Every entry below must be transcribed word for word, and the images must be left out.

Exercise materials below:

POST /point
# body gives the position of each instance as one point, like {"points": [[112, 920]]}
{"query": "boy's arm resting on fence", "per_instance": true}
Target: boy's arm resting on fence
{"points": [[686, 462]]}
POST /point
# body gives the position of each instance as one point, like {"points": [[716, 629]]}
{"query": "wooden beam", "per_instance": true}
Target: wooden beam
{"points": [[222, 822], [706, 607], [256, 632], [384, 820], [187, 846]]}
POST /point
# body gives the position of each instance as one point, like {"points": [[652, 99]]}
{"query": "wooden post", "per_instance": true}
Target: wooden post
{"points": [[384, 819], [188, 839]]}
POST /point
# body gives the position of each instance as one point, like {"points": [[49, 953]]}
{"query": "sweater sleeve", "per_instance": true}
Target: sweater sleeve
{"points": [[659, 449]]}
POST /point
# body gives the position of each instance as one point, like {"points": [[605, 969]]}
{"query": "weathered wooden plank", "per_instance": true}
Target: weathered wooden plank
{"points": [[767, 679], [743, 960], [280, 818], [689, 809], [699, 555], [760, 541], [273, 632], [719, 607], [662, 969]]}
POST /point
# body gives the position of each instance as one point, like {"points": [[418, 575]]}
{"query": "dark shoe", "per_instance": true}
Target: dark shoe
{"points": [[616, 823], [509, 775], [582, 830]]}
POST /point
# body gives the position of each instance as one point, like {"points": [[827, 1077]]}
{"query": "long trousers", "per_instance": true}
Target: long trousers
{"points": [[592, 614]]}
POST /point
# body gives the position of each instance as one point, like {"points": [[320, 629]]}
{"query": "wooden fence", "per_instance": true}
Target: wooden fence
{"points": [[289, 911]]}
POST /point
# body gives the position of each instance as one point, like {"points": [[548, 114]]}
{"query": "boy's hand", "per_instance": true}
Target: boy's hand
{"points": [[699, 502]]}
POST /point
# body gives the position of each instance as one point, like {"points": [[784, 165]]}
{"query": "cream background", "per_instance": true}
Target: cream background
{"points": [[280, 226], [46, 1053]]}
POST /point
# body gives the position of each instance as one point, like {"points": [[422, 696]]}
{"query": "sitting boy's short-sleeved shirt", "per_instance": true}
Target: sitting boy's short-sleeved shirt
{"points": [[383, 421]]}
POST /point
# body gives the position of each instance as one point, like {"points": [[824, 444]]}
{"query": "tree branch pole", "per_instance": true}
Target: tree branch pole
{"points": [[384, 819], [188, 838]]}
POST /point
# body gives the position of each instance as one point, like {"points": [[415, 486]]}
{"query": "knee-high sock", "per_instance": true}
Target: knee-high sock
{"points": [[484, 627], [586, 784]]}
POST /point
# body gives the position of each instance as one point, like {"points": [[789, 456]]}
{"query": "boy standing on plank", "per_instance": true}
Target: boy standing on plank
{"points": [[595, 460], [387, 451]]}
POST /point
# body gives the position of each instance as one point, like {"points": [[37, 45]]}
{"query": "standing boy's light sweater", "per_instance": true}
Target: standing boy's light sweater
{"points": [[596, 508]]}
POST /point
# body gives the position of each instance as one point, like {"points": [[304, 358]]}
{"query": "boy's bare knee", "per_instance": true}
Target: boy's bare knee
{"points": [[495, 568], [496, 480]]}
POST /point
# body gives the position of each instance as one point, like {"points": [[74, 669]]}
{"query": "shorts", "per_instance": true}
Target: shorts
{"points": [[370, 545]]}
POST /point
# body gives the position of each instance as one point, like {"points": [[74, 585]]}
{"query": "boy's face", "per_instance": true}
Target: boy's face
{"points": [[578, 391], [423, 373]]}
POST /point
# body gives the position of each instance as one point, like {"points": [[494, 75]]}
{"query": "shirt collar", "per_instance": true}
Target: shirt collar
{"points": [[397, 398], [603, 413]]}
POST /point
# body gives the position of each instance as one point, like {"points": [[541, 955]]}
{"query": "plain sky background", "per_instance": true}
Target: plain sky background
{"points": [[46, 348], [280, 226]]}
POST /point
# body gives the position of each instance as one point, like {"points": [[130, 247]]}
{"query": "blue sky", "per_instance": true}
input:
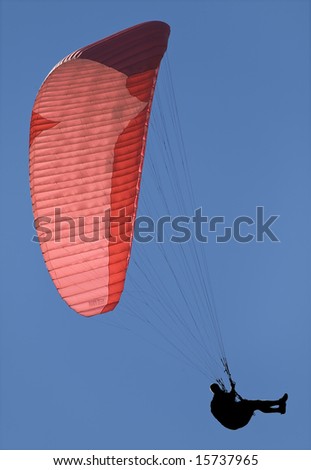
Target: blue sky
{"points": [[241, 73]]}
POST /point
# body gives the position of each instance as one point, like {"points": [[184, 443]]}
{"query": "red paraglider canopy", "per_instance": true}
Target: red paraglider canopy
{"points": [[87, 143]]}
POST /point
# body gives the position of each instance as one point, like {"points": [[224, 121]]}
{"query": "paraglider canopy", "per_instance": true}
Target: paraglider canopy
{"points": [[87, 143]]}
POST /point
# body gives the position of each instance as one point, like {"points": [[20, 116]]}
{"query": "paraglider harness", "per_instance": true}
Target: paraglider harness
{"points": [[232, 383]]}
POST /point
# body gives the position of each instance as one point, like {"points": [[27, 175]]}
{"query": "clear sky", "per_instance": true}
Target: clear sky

End of Exercise materials.

* [Task output]:
POST /point
# body gives the position of each instance as one point, like {"points": [[112, 920]]}
{"query": "boy's arm resting on fence", "per_instance": true}
Target: boy's arm resting on fence
{"points": [[686, 462]]}
POST /point
# body gives the position of each instance as one point, like {"points": [[716, 629]]}
{"query": "wooden beam", "per_instance": true}
Target: wooden beam
{"points": [[222, 822], [706, 607], [256, 632], [384, 820], [187, 846]]}
POST /point
# body gives the position of each instance as one point, like {"points": [[652, 99]]}
{"query": "wooden post", "per_instance": true}
Target: wooden post
{"points": [[384, 819], [188, 839]]}
POST /point
# body gives the position of each instance as one point, like {"points": [[49, 953]]}
{"query": "sweater sleeve", "per_instance": true}
Target: sweater sleeve
{"points": [[659, 449]]}
POST /point
# body gives the position of each instance as one point, like {"points": [[605, 969]]}
{"query": "weathered wooden plank", "per_instance": true}
Target: weathered wooden plank
{"points": [[767, 679], [743, 960], [280, 818], [689, 809], [699, 555], [760, 541], [273, 632], [719, 607], [662, 969]]}
POST /point
# body gives the position of each instance as one point, like {"points": [[418, 575]]}
{"query": "dark shoe", "per_instance": true}
Target: dark shoe
{"points": [[616, 823], [509, 775], [582, 830]]}
POST /point
# body gives the position of each instance as one point, like {"points": [[827, 1077]]}
{"query": "long trousers", "per_instance": true}
Target: long trousers
{"points": [[592, 614]]}
POST /point
# body gives the position of each instance as one point, like {"points": [[320, 629]]}
{"query": "wooden fence", "per_instance": true}
Target: wooden fence
{"points": [[289, 911]]}
POST /point
# body gives the position of each instance as one point, like {"points": [[548, 114]]}
{"query": "boy's hand", "per_instance": true}
Target: boy's hand
{"points": [[699, 502]]}
POST /point
# body gives the position of each instance as one point, like {"points": [[784, 165]]}
{"query": "cream background", "per_instance": true}
Target: cream background
{"points": [[280, 226], [46, 1053]]}
POST /point
# body gives the position of each instance as one point, like {"points": [[422, 696]]}
{"query": "sitting boy's short-sleeved shirt", "per_instance": true}
Target: sitting boy's short-sleeved shirt
{"points": [[383, 421]]}
POST /point
# body gives the position of each instance as one point, like {"points": [[824, 444]]}
{"query": "tree branch pole", "per_instance": true}
Target: tree branch pole
{"points": [[384, 819], [188, 838]]}
POST /point
# body gives the position of each instance as one point, like {"points": [[415, 486]]}
{"query": "knee-high sock", "per_instance": true}
Target: knee-high sock
{"points": [[484, 627], [586, 784]]}
POST /point
# body gives the position of each instance as one point, like {"points": [[789, 456]]}
{"query": "boy standing on plank", "per_instance": true}
Target: boy standing on plank
{"points": [[595, 460], [387, 451]]}
POST /point
# body gives the position of each instance as one point, like {"points": [[37, 45]]}
{"query": "standing boy's light sweater", "per_instance": true}
Target: standing boy's light sweater
{"points": [[596, 508]]}
POST /point
# body gives the position of each instance as one point, like {"points": [[304, 358]]}
{"query": "boy's bare knee", "per_instance": true}
Target: boy's bare knee
{"points": [[495, 568], [496, 480]]}
POST /point
# body gives the position of each instance as one point, like {"points": [[74, 669]]}
{"query": "shorts", "per_instance": true}
Target: shorts
{"points": [[370, 545]]}
POST /point
# body gives the position of each instance as one point, like {"points": [[74, 585]]}
{"query": "boy's face", "per_instance": true}
Target: boy's face
{"points": [[578, 391], [423, 373]]}
POST /point
# body gives the position of each instance as one point, like {"points": [[494, 75]]}
{"query": "shirt collar", "per_instance": true}
Target: shirt collar
{"points": [[397, 398], [603, 413]]}
POST /point
# body gives the position of each instance as one point, like {"points": [[541, 955]]}
{"query": "plain sky background", "per_instance": true}
Target: plain sky background
{"points": [[46, 348], [280, 226]]}
POST /point
# body gives the position of each instance as one point, like {"points": [[130, 247]]}
{"query": "blue sky", "per_instance": true}
input:
Target: blue sky
{"points": [[241, 73]]}
POST /point
# body gives the position of each instance as one point, like {"points": [[184, 443]]}
{"query": "red paraglider canopy", "per_instance": true}
Target: red paraglider canopy
{"points": [[87, 143]]}
POST /point
# body gives the position of each instance as one point, like {"points": [[224, 121]]}
{"query": "paraglider canopy", "per_instance": true}
Target: paraglider canopy
{"points": [[87, 143]]}
POST /point
# body gives the position of each instance as one point, like {"points": [[20, 116]]}
{"query": "paraglider harness", "per_instance": true}
Target: paraglider harness
{"points": [[232, 383]]}
POST /point
# body gives the position of each instance as one point, like {"points": [[27, 175]]}
{"query": "clear sky", "per_instance": true}
Target: clear sky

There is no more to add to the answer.